═══ Data shown ═══
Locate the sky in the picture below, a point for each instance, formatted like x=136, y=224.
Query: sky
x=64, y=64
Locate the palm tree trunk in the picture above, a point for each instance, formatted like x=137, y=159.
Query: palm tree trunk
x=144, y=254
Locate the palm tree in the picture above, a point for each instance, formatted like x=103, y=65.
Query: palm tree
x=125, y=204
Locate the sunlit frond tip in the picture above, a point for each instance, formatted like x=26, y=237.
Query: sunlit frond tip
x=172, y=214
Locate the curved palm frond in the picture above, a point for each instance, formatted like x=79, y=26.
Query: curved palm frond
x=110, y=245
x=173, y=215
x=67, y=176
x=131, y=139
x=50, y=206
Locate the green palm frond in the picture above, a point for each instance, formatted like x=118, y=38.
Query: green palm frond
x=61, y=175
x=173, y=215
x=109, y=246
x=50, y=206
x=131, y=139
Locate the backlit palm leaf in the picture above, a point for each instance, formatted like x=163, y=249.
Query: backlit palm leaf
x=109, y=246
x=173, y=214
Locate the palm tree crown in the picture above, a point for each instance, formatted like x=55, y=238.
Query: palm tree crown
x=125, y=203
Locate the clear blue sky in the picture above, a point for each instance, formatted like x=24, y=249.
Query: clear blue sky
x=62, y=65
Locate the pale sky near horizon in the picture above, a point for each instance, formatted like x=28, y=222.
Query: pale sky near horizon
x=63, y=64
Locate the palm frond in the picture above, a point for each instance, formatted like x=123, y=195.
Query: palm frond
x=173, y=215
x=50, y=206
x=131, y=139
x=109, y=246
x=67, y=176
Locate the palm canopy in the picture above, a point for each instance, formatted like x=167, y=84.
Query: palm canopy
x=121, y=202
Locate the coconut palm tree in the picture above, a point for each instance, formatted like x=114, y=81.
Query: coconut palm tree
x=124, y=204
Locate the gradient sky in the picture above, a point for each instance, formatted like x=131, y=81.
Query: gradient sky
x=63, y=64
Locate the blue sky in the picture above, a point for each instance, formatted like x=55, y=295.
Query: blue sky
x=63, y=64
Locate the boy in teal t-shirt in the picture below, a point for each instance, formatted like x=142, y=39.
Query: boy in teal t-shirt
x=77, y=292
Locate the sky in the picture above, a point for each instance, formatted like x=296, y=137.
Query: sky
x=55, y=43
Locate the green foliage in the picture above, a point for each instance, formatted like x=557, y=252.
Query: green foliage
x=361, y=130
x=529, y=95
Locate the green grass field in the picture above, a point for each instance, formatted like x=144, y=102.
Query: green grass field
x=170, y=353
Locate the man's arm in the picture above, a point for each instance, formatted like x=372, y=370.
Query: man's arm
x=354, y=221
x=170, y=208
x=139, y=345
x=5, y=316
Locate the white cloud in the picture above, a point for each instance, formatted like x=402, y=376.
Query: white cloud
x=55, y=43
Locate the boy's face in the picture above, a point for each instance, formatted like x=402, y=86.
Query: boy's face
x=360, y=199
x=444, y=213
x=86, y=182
═══
■ Short problem
Return the lines above word for word, starting with the line that contains "Locate the green foliage" and ending with the final line, both included.

■ The reply
Locate the green foliage in the picture above, a point for each instance, formatted like x=557, y=252.
Query: green foliage
x=361, y=130
x=529, y=95
Locate the green grass field in the picture above, a point for each instance, formatted like x=144, y=102.
Query: green grass field
x=170, y=353
Locate the man's arm in the picture above, a point for each instance, formatted like x=372, y=370.
Query: man's arm
x=354, y=221
x=170, y=208
x=139, y=345
x=5, y=316
Locate the white cloud in the picture above, a point for each instance, formatted like x=402, y=376.
Query: white cloud
x=55, y=43
Locate the boy's face in the picture above, a point for each instance, formatted like x=402, y=86.
Query: boy's face
x=360, y=199
x=444, y=213
x=86, y=182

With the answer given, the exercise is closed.